Location labeling records:

—————

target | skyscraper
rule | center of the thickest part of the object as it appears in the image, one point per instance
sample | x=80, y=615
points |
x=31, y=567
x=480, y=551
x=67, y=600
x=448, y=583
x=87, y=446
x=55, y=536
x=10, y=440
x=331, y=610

—————

▶ _THE TASK_
Reproduce every record, matching each line exactly.

▶ _SOLUTION TO THIS TASK_
target | skyscraper
rule | center of the thickest part of the object as it appears in the image, one point per instance
sample | x=80, y=615
points |
x=31, y=567
x=480, y=551
x=67, y=600
x=448, y=583
x=87, y=446
x=55, y=536
x=10, y=440
x=331, y=610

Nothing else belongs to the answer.